TASKS TO PERFORM ▸
a) Answer these from the tax article, one answer per line, marked to match:
(i) What is the cap on the extra property tax deduction for married nonitemizers?
(ii) For how many prior years must first-time home buyers not have owned a principal residence in the U.S.?
(iii) Starting with payments for which year must credit card issuers file 1099s on payments to merchants?
b) Write the next part of the tax article, picking up after its final sentence.

TEXT EXCERPT ▸
⟨

Individuals
Many new tax breaks for real estate were slipped into recently enacted legislation providing relief from the current mortgage crisis. Lawmakers approved tax cuts worth $12.4 billion over 10 years, as well as tax increases to offset them.
Nonitemizers can deduct property taxes in 2008 in addition to taking the standard deduction. The extra write-off's capped at $1,000 for marrieds and $500 for singles. This break lapses after 2008.
First-time home buyers get a tax credit of up to $7,500 for buying a main home after April 8, 2008 and before July 1, 2009. To be eligible, purchasers must not have owned a principal residence in the U.S. in the previous three years. The credit phases out between $150,000 and $170,000 of AGI for married couples and $75,000 to $95,000 for single filers. It is refundable to the extent that it exceeds regular tax liability, "but it doesn't offset the AMT. Home buyers in 2009 can elect to take the credit on their 2008 income tax returns."
But the tax credit is recaptured over 15 years, without any interest. starting two years after the year the credit is claimed. Thus a first-time home buyer who claims a $7,500 tax credit for a purchase in 2008 must pay an extra $500 of income tax in 2010 and later years. If the homeowner sells the residence before the credit is fully repaid, the seller is taxed that year on the lesser of the gain from the sale (if sold to an unrelated party) or the unrecaptured balance of the credit.
Congress curbed a break for folks turning a second home into a main home:
Some of the gain will be ineligible for the home-sale exelusion if the house is converted to personal use after 2008 and is later sold. The portion of the profit that's taxed is based on the ratio of the time after 2008 when the home was used as a second residence or rented out to the total time that the seller owned the house.
And credit card issuers will have to file 1099s on payments to merchants. starting with payments for 2011. That gives issuers time to gear up their computers.
IRAs
Good news if you plan to convert a 40 l(k) account directly to a Roth IRA:
New rules from the IRS offer a sweet deal for any after-tax contributions. The total amount of your after-tax contributions can be converted free of tax. This is a much more liberal rule than when converting a regular IRA to a Roth. In that situation, the portion of the rollover that is deemed to be tax free is based on the ratio of your nondeductible payins to the total in your IRA accounts. If you have $60,000 in your IRA with $6,000 total nondeductible contributions and you convert $6,000 to a Roth IRA, just $600 of it would escape income tax. The remaining $5,400 would be taxed. But in the same situation with a 401(k), the full $6,000 would avoid tax. The same goes for 403(b) plans and 457 plans.

⟩

PROVIDED DATA ▸
⟨

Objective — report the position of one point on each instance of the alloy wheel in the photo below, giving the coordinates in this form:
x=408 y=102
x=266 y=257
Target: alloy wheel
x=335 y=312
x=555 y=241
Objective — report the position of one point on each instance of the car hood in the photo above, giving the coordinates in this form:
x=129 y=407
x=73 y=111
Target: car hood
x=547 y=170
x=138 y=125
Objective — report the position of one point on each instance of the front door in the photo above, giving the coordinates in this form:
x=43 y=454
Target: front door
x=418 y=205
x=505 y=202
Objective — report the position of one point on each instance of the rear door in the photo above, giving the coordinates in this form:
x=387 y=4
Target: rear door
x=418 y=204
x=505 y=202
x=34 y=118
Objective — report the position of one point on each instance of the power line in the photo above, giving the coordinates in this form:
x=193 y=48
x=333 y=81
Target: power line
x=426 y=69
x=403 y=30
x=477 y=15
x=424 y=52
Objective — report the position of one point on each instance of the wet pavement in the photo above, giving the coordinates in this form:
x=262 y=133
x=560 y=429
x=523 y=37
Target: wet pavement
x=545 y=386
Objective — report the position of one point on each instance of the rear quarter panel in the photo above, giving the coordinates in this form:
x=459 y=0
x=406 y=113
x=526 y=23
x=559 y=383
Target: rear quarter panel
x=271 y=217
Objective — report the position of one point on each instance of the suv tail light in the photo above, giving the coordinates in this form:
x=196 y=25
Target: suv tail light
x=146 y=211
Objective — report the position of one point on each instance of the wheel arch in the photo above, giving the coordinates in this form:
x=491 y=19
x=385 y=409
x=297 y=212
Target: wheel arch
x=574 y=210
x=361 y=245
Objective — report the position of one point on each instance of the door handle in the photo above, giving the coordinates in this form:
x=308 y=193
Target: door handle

⟩

OUTPUTS IN ORDER ▸
a)
(i) $1,000
(ii) Three years
(iii) 2011

b)
Fringe Benefits
Claiming cell phones as a tax free fringe benefit will get easier soon. Congress is prodding IRS to loosen rules requiring taxation of personal use of employer-provided cell phones and requiring detailed records to be maintained on business usage. Workers now have to document the business purpose, time and place of calls they make. Lawmakers say cell phone usage should be on a par with employee use of company desk phones or e-mail, which needn't be tracked. If the Service doesn't act soon, taxwriters will take the initiative to change the law.
Benefit Plans
Note this break if you use a flexible spending plan for dependent care costs:
You can claim the dependent care credit to the extent that your expenses are more than the amount that you fund through your flexible spending account. Although only $5,000 of dependent care expenses can be run through a flex plan, the credit is available for as much as $6,000 of eligible expenses for taxpayers with two or more children under the age of 13. In that case, $1,000 of expenses would be eligible for the dependent care credit on Form 2441. For most filers, the credit on that amount would generate an additional $200 in; tax savings. Of course, no credit can be claimed for any dependent care costs that are paid out of the flexible spending account. That would be prohibited double-dipping.
The Service is easing the rules on some reimbursements by flex plans.
Prepaid orthodontist charges can be reimbursed up front, the IRS says in proposed regulations, even if the treatment lasts into the following tax year.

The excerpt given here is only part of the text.